On the rotator Hamiltonian for the SU$(N)\times\,$SU$(N)$ sigma-model in the delta-regime

TL;DR

This paper analyzes the SU(N)×SU(N) sigma-model in the delta-regime, showing the rotator approximation's agreement with chiral perturbation theory and exploring spectrum corrections for N=3.

Contribution

It demonstrates the accuracy of the rotator approximation in the delta-regime and relates spectrum deviations to quadratic Casimir invariants, supported by nonperturbative results.

Findings

Isospin susceptibility matches chiral perturbation theory up to NNLO.

Deviations involve terms vanishing as 1/ell and exponentially.

Spectrum corrections relate to quadratic Casimir invariant.

Abstract

We investigate some properties of the standard rotator approximation of the SU$(N)\times\,$SU$(N)$ sigma-model in the delta-regime. In particular we show that the isospin susceptibility calculated in this framework agrees with that computed by chiral perturbation theory up to next-to-next to leading order in the limit $\ell=L_t/L\to\infty\,.$ The difference between the results involves terms vanishing like $1/\ell\,,$ plus terms vanishing exponentially with $\ell\,$. As we have previously shown for the O($n$) model, this deviation can be described by a correction to the rotator spectrum proportional to the square of the quadratic Casimir invariant. Here we confront this expectation with analytic nonperturbative results on the spectrum in 2 dimensions for $N=3\,.$

DATA PROVIDED »
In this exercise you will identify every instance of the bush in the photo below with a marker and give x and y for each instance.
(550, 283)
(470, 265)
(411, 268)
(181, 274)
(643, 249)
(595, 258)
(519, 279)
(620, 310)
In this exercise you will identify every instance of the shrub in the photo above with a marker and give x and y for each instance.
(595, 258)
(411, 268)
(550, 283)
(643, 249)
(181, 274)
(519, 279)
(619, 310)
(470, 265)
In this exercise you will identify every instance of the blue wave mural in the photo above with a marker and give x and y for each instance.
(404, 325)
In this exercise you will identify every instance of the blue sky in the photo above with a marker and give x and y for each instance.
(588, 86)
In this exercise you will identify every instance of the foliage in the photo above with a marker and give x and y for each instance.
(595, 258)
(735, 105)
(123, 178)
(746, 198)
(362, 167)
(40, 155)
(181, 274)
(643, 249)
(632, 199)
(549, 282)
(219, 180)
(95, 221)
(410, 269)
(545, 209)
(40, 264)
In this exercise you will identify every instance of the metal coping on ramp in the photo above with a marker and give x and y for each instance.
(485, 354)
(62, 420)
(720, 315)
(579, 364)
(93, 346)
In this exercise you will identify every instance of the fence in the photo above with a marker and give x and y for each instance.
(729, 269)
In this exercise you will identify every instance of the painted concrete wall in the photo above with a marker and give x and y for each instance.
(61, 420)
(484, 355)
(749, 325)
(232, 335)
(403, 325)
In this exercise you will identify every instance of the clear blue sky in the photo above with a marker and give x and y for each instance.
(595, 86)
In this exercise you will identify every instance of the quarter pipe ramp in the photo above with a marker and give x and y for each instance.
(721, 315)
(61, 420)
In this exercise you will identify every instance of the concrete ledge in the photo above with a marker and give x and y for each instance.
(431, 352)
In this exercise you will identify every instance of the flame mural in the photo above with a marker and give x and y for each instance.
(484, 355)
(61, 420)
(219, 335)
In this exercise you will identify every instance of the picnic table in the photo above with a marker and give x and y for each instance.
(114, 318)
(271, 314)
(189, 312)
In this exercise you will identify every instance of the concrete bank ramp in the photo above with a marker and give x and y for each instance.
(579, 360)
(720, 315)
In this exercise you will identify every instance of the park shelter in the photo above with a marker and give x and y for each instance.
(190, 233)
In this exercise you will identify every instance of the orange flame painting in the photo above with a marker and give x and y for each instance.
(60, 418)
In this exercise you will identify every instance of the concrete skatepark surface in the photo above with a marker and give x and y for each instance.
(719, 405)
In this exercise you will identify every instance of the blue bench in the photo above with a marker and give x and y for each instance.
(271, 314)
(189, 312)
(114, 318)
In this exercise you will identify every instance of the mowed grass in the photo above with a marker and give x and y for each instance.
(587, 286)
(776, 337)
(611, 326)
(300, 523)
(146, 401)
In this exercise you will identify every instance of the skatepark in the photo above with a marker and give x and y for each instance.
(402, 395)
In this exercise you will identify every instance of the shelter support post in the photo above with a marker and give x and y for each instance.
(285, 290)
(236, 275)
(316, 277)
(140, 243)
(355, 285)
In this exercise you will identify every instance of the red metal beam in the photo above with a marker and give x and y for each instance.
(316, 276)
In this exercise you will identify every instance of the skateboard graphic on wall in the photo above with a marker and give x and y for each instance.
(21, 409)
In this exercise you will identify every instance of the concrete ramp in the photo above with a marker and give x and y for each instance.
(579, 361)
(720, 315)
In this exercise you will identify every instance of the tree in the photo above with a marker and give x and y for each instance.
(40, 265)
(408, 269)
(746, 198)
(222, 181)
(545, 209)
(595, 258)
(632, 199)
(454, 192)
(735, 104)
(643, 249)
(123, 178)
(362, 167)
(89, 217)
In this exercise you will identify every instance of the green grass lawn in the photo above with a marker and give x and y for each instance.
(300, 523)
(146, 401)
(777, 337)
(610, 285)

OBJECTIVE 1 »
Please extract from the sigma-model summary, word for word, the part that opens with the words containing "This paper analyzes" and closes with "by nonperturbative results.".
OBJECTIVE 2 »
In the sigma-model summary, for which value of N are analytic nonperturbative results on the spectrum in 2 dimensions used?

OUTPUT 1 »
This paper analyzes the SU(N)×SU(N) sigma-model in the delta-regime, showing the rotator approximation's agreement with chiral perturbation theory and exploring spectrum corrections for N=3.

Contribution

It demonstrates the accuracy of the rotator approximation in the delta-regime and relates spectrum deviations to quadratic Casimir invariants, supported by nonperturbative results.

OUTPUT 2 »
N = 3